* **Source excerpt**:
======

Toilet Paper in Tax Law:

A 1929 Case Study

Background: This case was forwarded to me by a Law Professor who specializes in tax law. The fact that a British tax teacher that he had worked with had told him about it, leads us to suspect that it is a pretty significant precedent in British tax law.

Aside from the significance to a museum such as this, it offers some insights into business and tax practices of its day. Consider that Andrew Rutledge made his living in 1920 as a money lender, running a cinema (I'd have to assume silent films) and any other business opportunities that arose. While toilet paper was first produced on rolls in 1871, it didn't become "popular" until the 1900s. As you read this case, you might wonder how life would be different if the court hadn't decided that Andrew's purchase of a million rolls of toilet paper was an adventure. I also wonder what movie was featured at his cinema at the time of this transaction.

======

* **Records supplied**:
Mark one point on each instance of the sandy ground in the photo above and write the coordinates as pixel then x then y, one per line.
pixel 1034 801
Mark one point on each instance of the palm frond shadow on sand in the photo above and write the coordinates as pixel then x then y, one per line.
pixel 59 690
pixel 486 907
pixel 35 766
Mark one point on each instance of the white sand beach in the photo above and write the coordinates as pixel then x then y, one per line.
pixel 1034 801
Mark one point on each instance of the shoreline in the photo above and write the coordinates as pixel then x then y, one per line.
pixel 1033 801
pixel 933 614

======

* **Things to do**:
1. According to the toilet paper tax case excerpt, how many rolls of toilet paper did Andrew Rutledge buy?
2. Reproduce word for word the passage of the toilet paper tax case excerpt starting at "Background: This case" and ending at "British tax law.".

* **In response**:
1. A million rolls.

2.
Background: This case was forwarded to me by a Law Professor who specializes in tax law. The fact that a British tax teacher that he had worked with had told him about it, leads us to suspect that it is a pretty significant precedent in British tax law.